• TAREFAS
- 1) Reescreva em forma de lista o parágrafo do relato sobre alfabetização que começa com "Esse mesmo menino", preservando os fatos principais.
- 2) Transcreva sem alterações o trecho do relato sobre alfabetização entre "O que essa experiência" e "aluno em 360°.", incluindo ambos.
- 3) Dê sequência ao relato sobre alfabetização, começando logo após a última frase apresentada.

Meus dois filhos me mostraram que aprender a ler e escrever pode ser um processo cheio de dor, frustração e até desespero. O João, por exemplo, tem dislexia e disgrafia (TDAH, TAG e ainda me arrisco a dizer, pela minha experiência e por eu ter altas habilidades, que na verdade ele tem AH/SD e todos os outros sintomas são comorbidades). Ele chegou ao 6º ano escrevendo apenas em letra bastão e ainda precisa de um acompanhante na sala, porque, sem esse apoio, se perde no meio das tarefas.
Mas será que o João tem dificuldade de aprendizagem? Depende da forma como a gente olha para ele.
Esse mesmo menino que o sistema educacional ainda não conseguiu enxergar por inteiro, fez apenas três aulas de kitesurf e já está “voando” no mar. Esse mesmo João pilota karts e compete em uma categoria acima da idade dele. A pergunta é: como pode um menino capaz de se superar em esportes radicais e que exige tanto foco, concentração e estratégia, ser reduzido na escola a “um aluno com dificuldade”?
O que essa experiência me ensinou é que a alfabetização não pode ser pensada como um processo linear, padronizado, que desconsidera quem é a criança e quais são seus talentos. A escola precisa urgentemente aprender a olhar para o aluno em 360°.
Precisamos colocar em primeiro lugar a saúde mental dessas crianças e a autoestima delas, refletindo sobre quantos bloqueios nós, muitas vezes sem perceber, podemos estar causando.
E sobre isso, eu tenho uma história para contar do meu filho, que hoje tem 18 anos. Ele disse para a neuropsicopedagoga que ama escrever, mas não sabe. Que dor no peito ouvir isso! Quando ele diz que ama escrever, é porque nele existe uma criatividade enorme, e de fato existe.
Ele se senta para fazer uma redação e demonstra uma imaginação fértil, além de uma atenção sustentada que é uma grande potência. Mas, infelizmente, o que acaba sendo avaliado na escola é muito mais a técnica, a pontuação... Enfim, aspectos que hoje a própria inteligência artificial já consegue fazer.

• DADOS FORNECIDOS
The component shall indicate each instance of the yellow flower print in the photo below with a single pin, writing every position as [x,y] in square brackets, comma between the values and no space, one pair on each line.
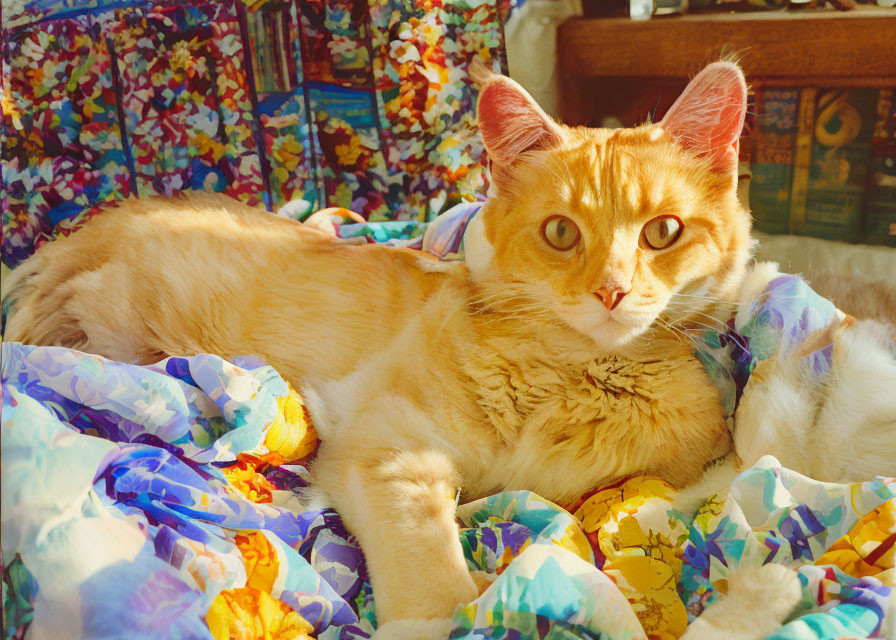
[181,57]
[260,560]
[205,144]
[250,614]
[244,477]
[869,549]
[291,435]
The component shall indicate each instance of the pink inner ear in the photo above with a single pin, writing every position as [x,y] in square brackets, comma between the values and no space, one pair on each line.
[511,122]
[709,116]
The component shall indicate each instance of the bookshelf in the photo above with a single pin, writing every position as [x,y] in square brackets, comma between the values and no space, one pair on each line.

• RESPOSTAS POR TAREFA
- 1)
- O sistema educacional ainda não conseguiu enxergar o João por inteiro.
- Ele fez apenas três aulas de kitesurf e já está "voando" no mar.
- Ele pilota karts e compete em uma categoria acima da sua idade.
- O parágrafo pergunta como um menino que se supera em esportes radicais, que exigem foco, concentração e estratégia, pode ser reduzido na escola a "um aluno com dificuldade".

- 2)
O que essa experiência me ensinou é que a alfabetização não pode ser pensada como um processo linear, padronizado, que desconsidera quem é a criança e quais são seus talentos. A escola precisa urgentemente aprender a olhar para o aluno em 360°.

- 3)
O que precisamos é focar nas habilidades que a tecnologia não vai substituir, a criatividade, a originalidade, a visão crítica, a sensibilidade humana.
Metodologias inclusivas: o caminho possível
Se quisermos melhorar os resultados em alfabetização, não basta repetir os métodos tradicionais. É preciso trazer metodologias inclusivas que:
- Respeitem os diferentes perfis de aprendizagem;
- Usem tecnologia como recurso de apoio (não como substituto, mas como ferramenta de libertação);
- Promovam protagonismo, permitindo que a criança veja sentido no que aprende;
- Integrem saúde e educação, porque muitas vezes as barreiras estão fora do caderno.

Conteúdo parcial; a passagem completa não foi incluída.